##### Records supplied #####

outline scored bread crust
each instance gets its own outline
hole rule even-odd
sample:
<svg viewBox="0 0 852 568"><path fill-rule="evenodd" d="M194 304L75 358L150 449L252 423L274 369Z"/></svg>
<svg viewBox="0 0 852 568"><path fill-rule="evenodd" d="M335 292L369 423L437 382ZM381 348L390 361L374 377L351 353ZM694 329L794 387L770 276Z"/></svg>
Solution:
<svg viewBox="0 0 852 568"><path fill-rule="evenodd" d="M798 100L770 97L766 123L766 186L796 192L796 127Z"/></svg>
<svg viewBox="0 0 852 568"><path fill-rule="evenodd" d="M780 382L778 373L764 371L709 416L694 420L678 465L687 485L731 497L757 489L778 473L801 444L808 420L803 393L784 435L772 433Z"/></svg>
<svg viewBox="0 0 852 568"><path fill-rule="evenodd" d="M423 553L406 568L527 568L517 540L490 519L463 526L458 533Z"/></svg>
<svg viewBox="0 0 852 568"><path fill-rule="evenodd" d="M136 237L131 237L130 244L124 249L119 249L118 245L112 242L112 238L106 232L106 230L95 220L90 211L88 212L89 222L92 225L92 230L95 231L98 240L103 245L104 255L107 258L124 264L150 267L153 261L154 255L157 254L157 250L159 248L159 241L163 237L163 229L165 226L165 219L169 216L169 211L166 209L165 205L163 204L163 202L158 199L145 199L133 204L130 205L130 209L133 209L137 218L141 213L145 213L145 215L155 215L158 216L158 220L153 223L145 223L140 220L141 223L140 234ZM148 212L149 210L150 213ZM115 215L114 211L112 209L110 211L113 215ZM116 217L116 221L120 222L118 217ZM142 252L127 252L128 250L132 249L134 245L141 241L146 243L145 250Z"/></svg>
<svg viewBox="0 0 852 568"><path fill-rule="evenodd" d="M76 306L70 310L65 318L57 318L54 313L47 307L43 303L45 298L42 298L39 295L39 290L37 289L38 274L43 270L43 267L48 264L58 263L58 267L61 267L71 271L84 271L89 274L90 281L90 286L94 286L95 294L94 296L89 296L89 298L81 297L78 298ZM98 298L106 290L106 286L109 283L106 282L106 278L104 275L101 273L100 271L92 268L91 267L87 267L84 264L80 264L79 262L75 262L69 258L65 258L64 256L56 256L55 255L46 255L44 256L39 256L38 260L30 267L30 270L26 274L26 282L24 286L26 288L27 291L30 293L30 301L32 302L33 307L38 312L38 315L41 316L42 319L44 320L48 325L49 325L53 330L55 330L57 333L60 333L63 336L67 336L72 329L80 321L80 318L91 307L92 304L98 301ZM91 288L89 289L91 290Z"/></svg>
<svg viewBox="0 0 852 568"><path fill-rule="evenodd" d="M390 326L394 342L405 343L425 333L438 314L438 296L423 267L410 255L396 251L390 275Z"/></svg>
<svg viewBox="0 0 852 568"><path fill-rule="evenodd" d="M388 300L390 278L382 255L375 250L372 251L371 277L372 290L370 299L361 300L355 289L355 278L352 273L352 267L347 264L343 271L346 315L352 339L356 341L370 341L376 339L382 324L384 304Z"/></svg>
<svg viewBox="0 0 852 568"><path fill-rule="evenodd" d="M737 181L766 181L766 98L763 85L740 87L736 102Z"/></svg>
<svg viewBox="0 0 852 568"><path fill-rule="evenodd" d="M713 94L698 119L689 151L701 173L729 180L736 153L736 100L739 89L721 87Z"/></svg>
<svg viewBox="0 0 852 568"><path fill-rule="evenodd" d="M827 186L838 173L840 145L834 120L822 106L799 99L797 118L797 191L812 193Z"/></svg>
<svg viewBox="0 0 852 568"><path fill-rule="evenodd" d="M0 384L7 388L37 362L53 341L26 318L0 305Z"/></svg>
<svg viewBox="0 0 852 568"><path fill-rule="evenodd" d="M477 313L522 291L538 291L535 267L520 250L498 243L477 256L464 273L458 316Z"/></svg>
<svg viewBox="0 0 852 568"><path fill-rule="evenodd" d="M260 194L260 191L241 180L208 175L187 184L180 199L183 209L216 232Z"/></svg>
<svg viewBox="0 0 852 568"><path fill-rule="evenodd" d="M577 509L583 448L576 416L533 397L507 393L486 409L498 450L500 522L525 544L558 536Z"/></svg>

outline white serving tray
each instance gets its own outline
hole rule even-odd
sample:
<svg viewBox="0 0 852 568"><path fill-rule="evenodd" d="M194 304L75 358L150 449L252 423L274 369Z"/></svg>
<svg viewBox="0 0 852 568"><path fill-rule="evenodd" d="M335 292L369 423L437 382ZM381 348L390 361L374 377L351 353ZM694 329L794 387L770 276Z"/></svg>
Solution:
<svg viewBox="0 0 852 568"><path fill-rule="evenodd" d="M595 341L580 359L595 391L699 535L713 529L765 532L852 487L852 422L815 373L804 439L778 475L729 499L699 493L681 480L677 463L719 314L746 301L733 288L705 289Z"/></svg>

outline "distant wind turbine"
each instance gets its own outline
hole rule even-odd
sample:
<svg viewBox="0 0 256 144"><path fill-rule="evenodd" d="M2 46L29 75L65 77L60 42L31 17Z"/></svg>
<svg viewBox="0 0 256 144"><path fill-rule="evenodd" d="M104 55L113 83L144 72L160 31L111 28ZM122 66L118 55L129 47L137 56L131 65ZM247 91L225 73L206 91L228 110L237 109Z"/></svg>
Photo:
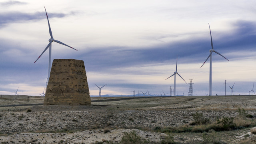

#####

__Short exercise__: Copy every line of the listing above verbatim, character for character, and omit the picture.

__Finished task__:
outline scored bread crust
each instance gets its own outline
hole rule even-odd
sample:
<svg viewBox="0 0 852 568"><path fill-rule="evenodd" d="M194 304L75 358L150 449L252 423L274 369Z"/></svg>
<svg viewBox="0 0 852 568"><path fill-rule="evenodd" d="M335 292L369 423L437 382ZM381 348L390 361L374 377L351 353ZM694 329L794 387L770 276Z"/></svg>
Solution:
<svg viewBox="0 0 852 568"><path fill-rule="evenodd" d="M798 100L770 97L766 123L766 186L796 192L796 127Z"/></svg>
<svg viewBox="0 0 852 568"><path fill-rule="evenodd" d="M780 382L778 373L764 371L709 416L694 420L678 465L687 485L731 497L757 489L778 473L801 444L808 420L803 393L784 435L772 433Z"/></svg>
<svg viewBox="0 0 852 568"><path fill-rule="evenodd" d="M423 553L406 568L527 568L517 540L490 519L463 526L458 533Z"/></svg>
<svg viewBox="0 0 852 568"><path fill-rule="evenodd" d="M136 237L131 237L130 244L124 249L119 249L118 245L112 242L112 238L106 232L106 230L95 220L90 211L88 212L89 222L92 225L92 230L95 231L98 240L103 245L104 255L107 258L124 264L150 267L153 261L154 255L157 254L157 250L159 248L159 241L163 237L163 229L165 226L165 219L169 216L169 211L166 209L165 205L163 204L163 202L158 199L145 199L133 204L130 205L130 209L133 209L137 218L141 213L145 213L145 215L155 215L158 216L158 220L153 223L145 223L140 220L141 223L140 234ZM148 212L149 210L150 213ZM115 215L114 211L112 209L110 211L113 215ZM116 217L116 221L120 222L118 217ZM142 252L127 252L128 250L132 249L134 245L141 241L146 243L145 250Z"/></svg>
<svg viewBox="0 0 852 568"><path fill-rule="evenodd" d="M76 306L70 310L65 318L57 318L54 313L47 307L43 303L45 298L42 298L39 295L39 290L37 289L38 274L43 270L43 267L48 264L58 263L58 267L61 267L71 271L84 271L89 274L90 281L90 286L94 286L95 294L94 296L89 296L89 298L81 297L78 298ZM98 298L106 290L106 286L109 283L106 282L106 278L104 275L101 273L100 271L92 268L91 267L87 267L84 264L80 264L79 262L75 262L69 258L65 258L64 256L56 256L55 255L46 255L44 256L39 256L38 260L30 267L30 270L26 274L26 282L24 286L26 288L27 291L30 293L30 301L32 302L33 307L38 312L38 315L41 316L42 319L44 320L48 325L49 325L53 330L55 330L57 333L60 333L63 336L67 336L72 329L80 321L80 318L91 307L92 304L98 301ZM91 288L89 289L91 290Z"/></svg>
<svg viewBox="0 0 852 568"><path fill-rule="evenodd" d="M390 326L394 342L405 343L425 333L438 314L438 296L423 267L410 255L396 251L390 275Z"/></svg>
<svg viewBox="0 0 852 568"><path fill-rule="evenodd" d="M388 300L390 278L382 255L375 250L372 251L371 277L372 290L370 299L361 300L355 289L355 278L352 273L352 267L347 264L343 271L346 315L352 339L356 341L370 341L376 339L382 324L384 304Z"/></svg>
<svg viewBox="0 0 852 568"><path fill-rule="evenodd" d="M737 181L766 181L766 98L763 85L740 87L736 102Z"/></svg>
<svg viewBox="0 0 852 568"><path fill-rule="evenodd" d="M713 94L698 119L689 151L701 173L729 180L736 153L736 100L739 89L721 87Z"/></svg>
<svg viewBox="0 0 852 568"><path fill-rule="evenodd" d="M827 186L838 173L840 145L834 120L822 106L799 99L797 118L797 191L812 193Z"/></svg>
<svg viewBox="0 0 852 568"><path fill-rule="evenodd" d="M0 384L7 388L37 362L53 341L26 318L0 305Z"/></svg>
<svg viewBox="0 0 852 568"><path fill-rule="evenodd" d="M477 313L522 291L538 291L535 267L520 250L498 243L477 256L464 273L458 316Z"/></svg>
<svg viewBox="0 0 852 568"><path fill-rule="evenodd" d="M260 194L260 191L241 180L208 175L187 184L180 199L183 209L216 232Z"/></svg>
<svg viewBox="0 0 852 568"><path fill-rule="evenodd" d="M577 509L583 448L576 416L533 397L507 393L486 409L498 450L500 522L525 544L558 536Z"/></svg>

outline white serving tray
each instance gets its own outline
hole rule even-odd
sample:
<svg viewBox="0 0 852 568"><path fill-rule="evenodd" d="M194 304L75 358L150 449L252 423L274 369Z"/></svg>
<svg viewBox="0 0 852 568"><path fill-rule="evenodd" d="M335 292L369 423L437 382ZM381 348L390 361L374 377L351 353ZM694 329L794 387L770 276Z"/></svg>
Solution:
<svg viewBox="0 0 852 568"><path fill-rule="evenodd" d="M595 341L580 359L595 391L699 535L713 529L765 532L852 487L852 422L815 373L804 439L778 475L729 499L699 493L681 480L677 463L719 314L746 301L733 288L705 289Z"/></svg>

outline "distant wind turbine"
each instance gets its own outline
hole rule even-odd
sample:
<svg viewBox="0 0 256 144"><path fill-rule="evenodd" d="M2 46L29 75L65 77L60 42L31 17Z"/></svg>
<svg viewBox="0 0 256 144"><path fill-rule="evenodd" d="M104 55L113 83L144 72L160 31L111 28ZM122 66L118 55L129 47L137 56L131 65ZM247 91L225 73L206 91L228 110L237 109Z"/></svg>
Photo:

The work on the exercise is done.